> [Exercise goal]
Copy the lines from the first one through the line containing "POLYGON ((184 218, 187", substituting "shop sign" for "advertising banner" and changing nothing else. Leave the pictures out.

> [Available records]
|---|

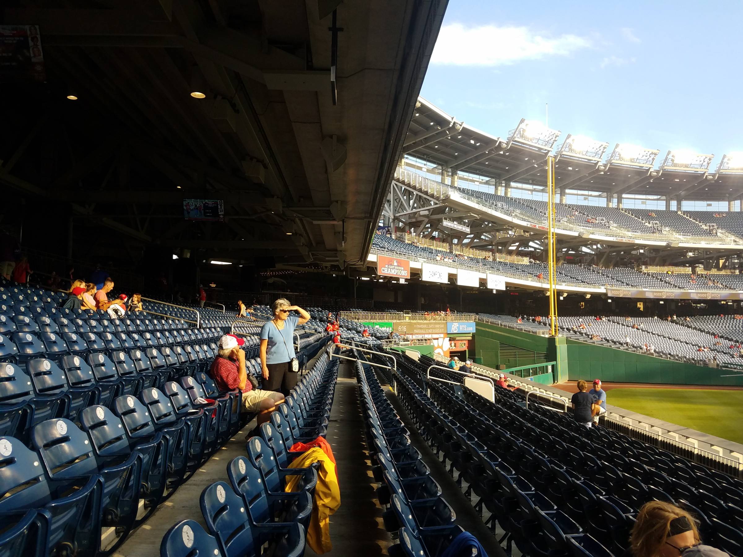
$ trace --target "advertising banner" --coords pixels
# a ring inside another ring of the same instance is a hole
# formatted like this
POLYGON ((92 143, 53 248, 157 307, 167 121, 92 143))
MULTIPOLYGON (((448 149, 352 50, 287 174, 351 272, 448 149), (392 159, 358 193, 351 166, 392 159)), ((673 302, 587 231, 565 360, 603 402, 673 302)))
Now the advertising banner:
POLYGON ((184 218, 187 221, 224 221, 221 199, 184 199, 184 218))
POLYGON ((455 230, 459 230, 461 232, 466 232, 467 234, 470 233, 470 227, 466 224, 460 224, 458 222, 454 222, 453 221, 449 221, 446 218, 441 221, 441 226, 446 228, 452 228, 455 230))
POLYGON ((428 282, 449 282, 449 269, 432 263, 424 263, 421 270, 421 278, 428 282))
POLYGON ((452 335, 471 334, 475 332, 474 321, 448 321, 447 333, 452 335))
POLYGON ((694 290, 648 290, 631 288, 607 288, 606 296, 614 298, 652 298, 673 300, 741 300, 742 292, 694 290))
POLYGON ((409 339, 435 339, 446 336, 447 324, 443 321, 395 321, 392 330, 409 339))
POLYGON ((491 290, 504 290, 506 289, 506 279, 500 275, 491 275, 487 273, 487 287, 491 290))
POLYGON ((36 25, 0 25, 0 83, 18 81, 46 81, 36 25))
POLYGON ((397 257, 377 255, 377 274, 396 276, 398 278, 409 278, 410 261, 397 257))
POLYGON ((459 286, 473 286, 477 288, 480 286, 479 274, 476 271, 459 269, 457 271, 457 284, 459 286))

|---|

> [The solution]
$ trace --target "shop sign" --coords pixels
# a ring inside another ring of the same instance is a hole
# formatted like this
POLYGON ((92 143, 53 248, 157 307, 167 121, 92 143))
MULTIPOLYGON (((448 149, 352 50, 287 174, 351 272, 448 149), (392 159, 358 193, 351 166, 392 159)), ((673 302, 587 231, 565 360, 603 402, 673 302)))
Now the shop sign:
POLYGON ((184 218, 187 221, 224 221, 221 199, 184 199, 184 218))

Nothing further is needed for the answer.